--- start of Records supplied ---

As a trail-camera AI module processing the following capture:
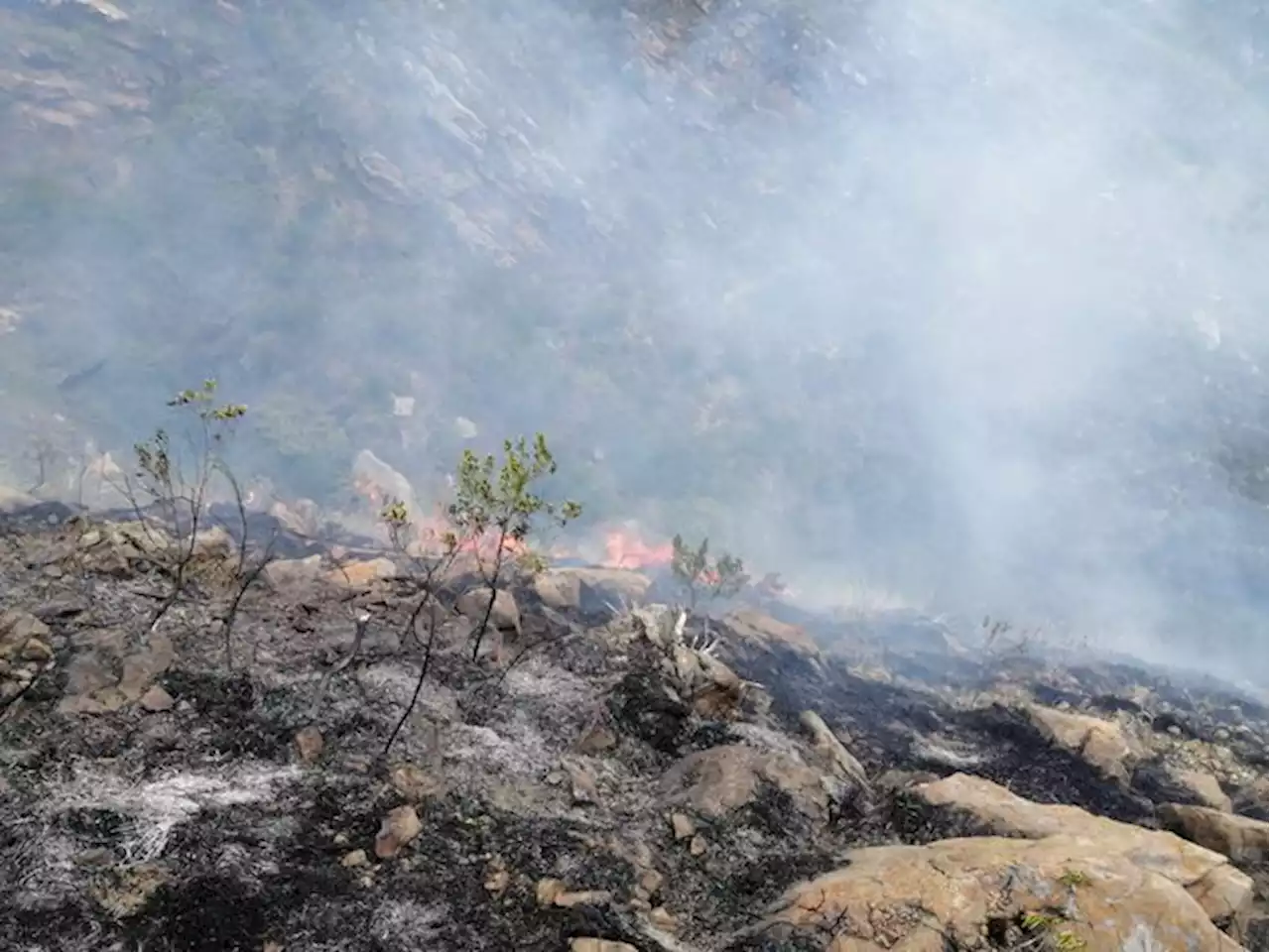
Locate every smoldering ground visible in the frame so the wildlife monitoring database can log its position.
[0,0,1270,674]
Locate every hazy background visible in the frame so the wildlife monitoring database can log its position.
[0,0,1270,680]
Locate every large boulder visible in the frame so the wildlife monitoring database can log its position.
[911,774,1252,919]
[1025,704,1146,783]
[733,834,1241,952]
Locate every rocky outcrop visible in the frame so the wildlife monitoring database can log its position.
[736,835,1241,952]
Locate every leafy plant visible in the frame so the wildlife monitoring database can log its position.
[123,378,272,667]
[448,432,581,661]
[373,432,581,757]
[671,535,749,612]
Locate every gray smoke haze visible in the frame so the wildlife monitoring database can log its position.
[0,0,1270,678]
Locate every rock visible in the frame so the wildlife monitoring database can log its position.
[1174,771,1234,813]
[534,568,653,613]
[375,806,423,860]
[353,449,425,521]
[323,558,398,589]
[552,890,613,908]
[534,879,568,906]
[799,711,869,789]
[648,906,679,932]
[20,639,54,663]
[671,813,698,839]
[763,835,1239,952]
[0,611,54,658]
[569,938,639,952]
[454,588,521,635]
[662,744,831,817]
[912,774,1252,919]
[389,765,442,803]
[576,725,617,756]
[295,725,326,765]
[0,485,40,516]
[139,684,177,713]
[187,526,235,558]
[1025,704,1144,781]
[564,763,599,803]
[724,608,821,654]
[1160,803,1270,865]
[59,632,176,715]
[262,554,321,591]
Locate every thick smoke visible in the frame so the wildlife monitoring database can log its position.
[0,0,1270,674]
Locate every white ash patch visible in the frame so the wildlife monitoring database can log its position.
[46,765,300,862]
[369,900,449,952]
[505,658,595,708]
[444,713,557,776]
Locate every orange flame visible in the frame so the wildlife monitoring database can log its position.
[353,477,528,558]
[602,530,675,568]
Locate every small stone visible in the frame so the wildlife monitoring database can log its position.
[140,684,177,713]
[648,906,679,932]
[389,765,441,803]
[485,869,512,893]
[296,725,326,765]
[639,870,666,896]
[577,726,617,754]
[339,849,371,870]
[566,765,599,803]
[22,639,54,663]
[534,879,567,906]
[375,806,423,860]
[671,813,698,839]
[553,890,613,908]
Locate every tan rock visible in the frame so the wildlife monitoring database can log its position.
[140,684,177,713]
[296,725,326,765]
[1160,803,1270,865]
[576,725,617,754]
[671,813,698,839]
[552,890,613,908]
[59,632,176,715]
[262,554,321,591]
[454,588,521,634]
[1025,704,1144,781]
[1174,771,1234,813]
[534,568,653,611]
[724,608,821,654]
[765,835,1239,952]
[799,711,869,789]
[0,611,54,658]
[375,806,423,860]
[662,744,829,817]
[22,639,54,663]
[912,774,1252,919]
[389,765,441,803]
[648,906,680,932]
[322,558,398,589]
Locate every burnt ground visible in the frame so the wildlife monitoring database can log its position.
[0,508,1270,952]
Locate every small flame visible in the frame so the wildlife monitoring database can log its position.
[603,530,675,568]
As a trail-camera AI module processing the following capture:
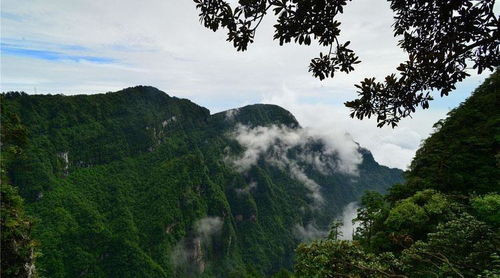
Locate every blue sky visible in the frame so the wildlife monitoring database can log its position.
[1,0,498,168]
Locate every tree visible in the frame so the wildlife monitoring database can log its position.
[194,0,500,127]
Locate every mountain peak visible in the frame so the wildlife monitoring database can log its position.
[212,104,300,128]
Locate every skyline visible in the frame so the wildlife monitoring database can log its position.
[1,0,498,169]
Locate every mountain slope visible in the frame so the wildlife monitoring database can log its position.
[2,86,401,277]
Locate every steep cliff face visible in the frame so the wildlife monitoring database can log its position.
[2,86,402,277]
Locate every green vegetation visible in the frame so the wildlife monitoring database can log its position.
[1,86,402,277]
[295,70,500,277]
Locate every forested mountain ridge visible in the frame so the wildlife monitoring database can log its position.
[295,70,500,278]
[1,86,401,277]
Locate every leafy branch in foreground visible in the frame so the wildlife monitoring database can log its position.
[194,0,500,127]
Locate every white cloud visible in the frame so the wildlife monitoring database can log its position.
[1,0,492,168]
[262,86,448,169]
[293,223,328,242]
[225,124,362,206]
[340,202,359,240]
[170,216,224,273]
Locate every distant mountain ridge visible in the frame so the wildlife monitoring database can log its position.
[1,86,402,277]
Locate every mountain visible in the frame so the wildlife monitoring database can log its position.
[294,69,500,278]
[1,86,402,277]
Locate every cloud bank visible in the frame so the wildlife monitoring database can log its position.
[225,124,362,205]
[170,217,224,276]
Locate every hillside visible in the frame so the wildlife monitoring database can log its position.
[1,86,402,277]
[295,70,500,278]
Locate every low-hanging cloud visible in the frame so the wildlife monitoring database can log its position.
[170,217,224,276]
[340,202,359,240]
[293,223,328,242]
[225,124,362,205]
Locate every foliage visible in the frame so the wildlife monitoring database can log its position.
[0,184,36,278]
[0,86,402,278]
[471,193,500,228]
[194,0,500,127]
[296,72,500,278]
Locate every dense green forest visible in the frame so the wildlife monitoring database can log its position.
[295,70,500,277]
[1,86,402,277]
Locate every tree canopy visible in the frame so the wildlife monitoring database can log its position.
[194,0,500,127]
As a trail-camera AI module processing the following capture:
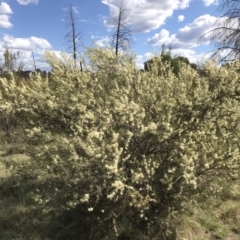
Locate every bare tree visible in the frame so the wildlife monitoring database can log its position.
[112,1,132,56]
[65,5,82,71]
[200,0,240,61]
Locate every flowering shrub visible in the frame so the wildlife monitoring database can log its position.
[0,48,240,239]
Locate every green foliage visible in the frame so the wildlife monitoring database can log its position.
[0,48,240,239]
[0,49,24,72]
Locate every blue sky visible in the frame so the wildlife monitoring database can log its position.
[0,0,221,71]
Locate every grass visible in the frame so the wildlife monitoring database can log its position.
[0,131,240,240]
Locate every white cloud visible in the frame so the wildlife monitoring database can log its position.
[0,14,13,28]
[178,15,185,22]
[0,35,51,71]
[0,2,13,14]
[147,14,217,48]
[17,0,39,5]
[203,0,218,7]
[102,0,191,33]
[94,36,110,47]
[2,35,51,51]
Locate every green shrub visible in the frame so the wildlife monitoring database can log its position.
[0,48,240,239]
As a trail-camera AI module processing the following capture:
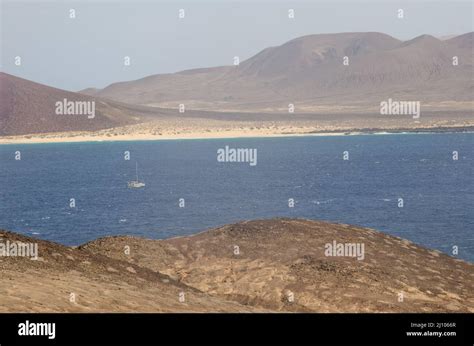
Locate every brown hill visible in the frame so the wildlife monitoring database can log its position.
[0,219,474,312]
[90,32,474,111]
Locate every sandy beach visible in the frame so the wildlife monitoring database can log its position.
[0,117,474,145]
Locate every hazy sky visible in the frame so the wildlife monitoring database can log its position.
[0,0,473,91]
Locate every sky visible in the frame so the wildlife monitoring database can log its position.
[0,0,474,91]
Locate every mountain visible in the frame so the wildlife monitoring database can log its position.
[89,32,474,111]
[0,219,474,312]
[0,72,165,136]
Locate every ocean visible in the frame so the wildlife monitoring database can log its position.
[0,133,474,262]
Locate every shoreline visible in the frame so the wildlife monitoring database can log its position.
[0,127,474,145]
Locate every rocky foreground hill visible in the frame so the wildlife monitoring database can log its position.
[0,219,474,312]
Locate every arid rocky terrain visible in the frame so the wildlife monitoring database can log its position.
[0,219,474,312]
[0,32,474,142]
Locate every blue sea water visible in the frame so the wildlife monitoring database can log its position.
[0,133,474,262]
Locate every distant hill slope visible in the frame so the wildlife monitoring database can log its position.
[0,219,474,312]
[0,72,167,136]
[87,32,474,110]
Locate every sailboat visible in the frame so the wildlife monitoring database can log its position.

--- end of Records supplied ---

▸ **Task requirements**
Filter the listing above down to every line that contains the word "green", keeping each such line whole. Case counts.

▸ **Reply**
Locate every green vegetation visible in the frame so the wildlife monitoring database can log its position.
Locate every dense green forest visible in the frame so the wildlife monitoring database can log its position.
Locate every green foliage visible in the frame so the wildlife monitoring database can log its position.
Locate every green shrub visible in the frame so the wildlife monitoring database can log its position.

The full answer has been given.